*ABOUT THIS TASK:*
Though the entries contain pictures, the copy you make should hold only the rest, exactly as written.

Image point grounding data
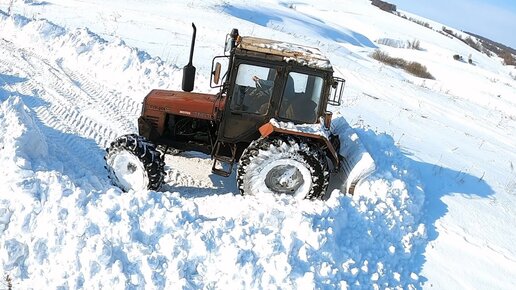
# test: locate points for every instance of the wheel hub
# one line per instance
(284, 179)
(128, 171)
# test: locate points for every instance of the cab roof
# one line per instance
(304, 55)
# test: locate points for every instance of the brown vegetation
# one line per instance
(412, 67)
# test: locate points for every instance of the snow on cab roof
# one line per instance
(301, 54)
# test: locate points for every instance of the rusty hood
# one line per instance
(195, 105)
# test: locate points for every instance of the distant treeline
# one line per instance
(481, 43)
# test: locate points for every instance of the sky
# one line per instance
(494, 19)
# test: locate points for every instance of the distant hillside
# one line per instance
(482, 44)
(503, 51)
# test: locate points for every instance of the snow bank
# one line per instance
(112, 62)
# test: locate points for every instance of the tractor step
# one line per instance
(223, 164)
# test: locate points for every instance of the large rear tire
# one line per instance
(283, 165)
(134, 163)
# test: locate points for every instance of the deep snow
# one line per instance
(437, 212)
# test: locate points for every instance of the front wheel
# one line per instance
(133, 163)
(283, 165)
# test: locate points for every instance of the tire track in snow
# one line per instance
(57, 102)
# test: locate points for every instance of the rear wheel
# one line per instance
(283, 165)
(133, 163)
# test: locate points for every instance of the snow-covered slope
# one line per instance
(437, 213)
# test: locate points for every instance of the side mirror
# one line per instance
(337, 88)
(216, 73)
(216, 76)
(327, 119)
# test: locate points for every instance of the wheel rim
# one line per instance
(284, 179)
(128, 171)
(287, 176)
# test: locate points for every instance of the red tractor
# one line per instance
(270, 116)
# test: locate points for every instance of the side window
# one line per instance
(301, 97)
(253, 89)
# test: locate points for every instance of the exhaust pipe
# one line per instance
(189, 69)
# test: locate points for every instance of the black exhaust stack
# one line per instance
(189, 69)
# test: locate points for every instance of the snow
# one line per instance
(436, 211)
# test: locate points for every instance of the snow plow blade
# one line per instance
(356, 162)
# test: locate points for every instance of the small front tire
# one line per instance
(134, 163)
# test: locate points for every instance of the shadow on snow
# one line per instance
(269, 17)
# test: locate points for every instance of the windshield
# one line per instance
(253, 89)
(301, 97)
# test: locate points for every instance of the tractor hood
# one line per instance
(195, 105)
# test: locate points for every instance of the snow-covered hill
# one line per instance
(437, 213)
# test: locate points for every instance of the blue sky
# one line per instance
(494, 19)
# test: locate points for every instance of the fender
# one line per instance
(328, 143)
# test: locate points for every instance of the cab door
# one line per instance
(250, 102)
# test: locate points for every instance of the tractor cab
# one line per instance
(266, 80)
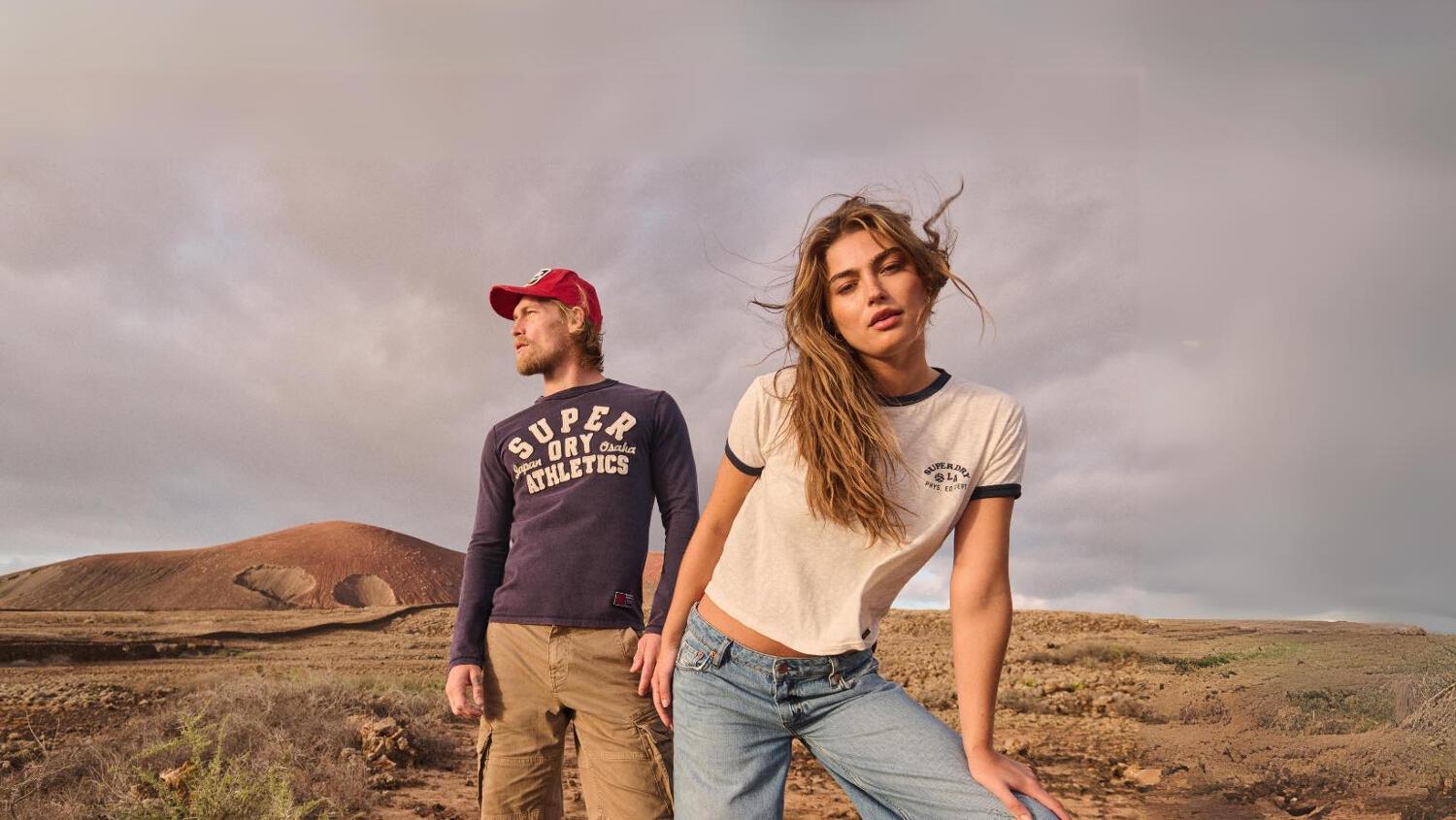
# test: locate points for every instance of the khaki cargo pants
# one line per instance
(538, 679)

*WRITTEN SOLUTION:*
# test: locate points for every instance of the wheel hub
# one line per instance
(284, 179)
(128, 171)
# test: locate points for every instance of the cab roof
# one line per instance
(304, 55)
# test: locate points for every instance of the brown vegetation
# one line per instance
(412, 67)
# test: locate points for every instance of the snow on cab roof
# one line per instance
(301, 54)
# test: locate points for every instance of the rusty hood
# one line per instance
(195, 105)
# test: locate points for every instance of the distant treeline
# one line per instance
(481, 43)
# test: locate points for every instance of the sky
# one line per instance
(494, 19)
# test: locate points for every instance of the distant hillside
# one line per instance
(482, 44)
(503, 51)
# test: locate points for every instance of the snow bank
# one line per instance
(112, 62)
# test: locate points for every instance of the tractor step
# one line per instance
(223, 164)
# test: locate points for every instance of the large rear tire
# one line per instance
(283, 165)
(134, 163)
# test: locate points for every instance of the deep snow
# one line per instance
(437, 212)
# test: locate points for every instance of the front wheel
# one line per instance
(133, 163)
(283, 165)
# test: locate points for every instance of the tire track in snow
# one line per instance
(57, 102)
# test: locate points for every instance of the rear wheel
# one line per instance
(283, 165)
(133, 163)
# test: locate points for every instance of the snow-covered slope
# one line per instance
(437, 213)
# test: locate points for every instance of the side mirror
# one line per instance
(337, 88)
(216, 73)
(216, 76)
(327, 119)
# test: locate points for every instance of the wheel rim
# one line per instance
(284, 179)
(128, 171)
(287, 176)
# test: locate points for every instance of the red tractor
# one line per instance
(270, 116)
# test: locate points for every instance of the side window
# one line per instance
(301, 97)
(253, 89)
# test: locate points for every instance of the exhaust pipe
# one line per instance
(189, 69)
# test: locate points for every instance of the black exhaust stack
# one line per instance
(189, 69)
# test: locate points for every instance of the snow
# one line per instance
(436, 211)
# test: locate points for every instance of the snow plow blade
# one line per instance
(356, 162)
# test: locate points for every instance of the small front tire
# one line per instance
(134, 163)
# test: locate points for every instance of the shadow on snow
# one line per instance
(269, 17)
# test: locate points for every instance of the windshield
# one line per instance
(253, 89)
(301, 97)
# test: locate points for every instance of the tractor hood
# one line per instance
(195, 105)
# test: locate points for every instance of the snow-covered hill
# one line per instance
(437, 213)
# test: locate points for every instance of the blue sky
# one line per instance
(494, 19)
# test: locate points for every instance of the fender
# one line per instance
(328, 143)
# test: locate points for every instance of the cab door
# one line per instance
(250, 102)
# test: locate points for every instance of the tractor cab
# one line per instance
(266, 80)
# test: locate points for every instance of the khaki cargo pants
# one line per instance
(538, 679)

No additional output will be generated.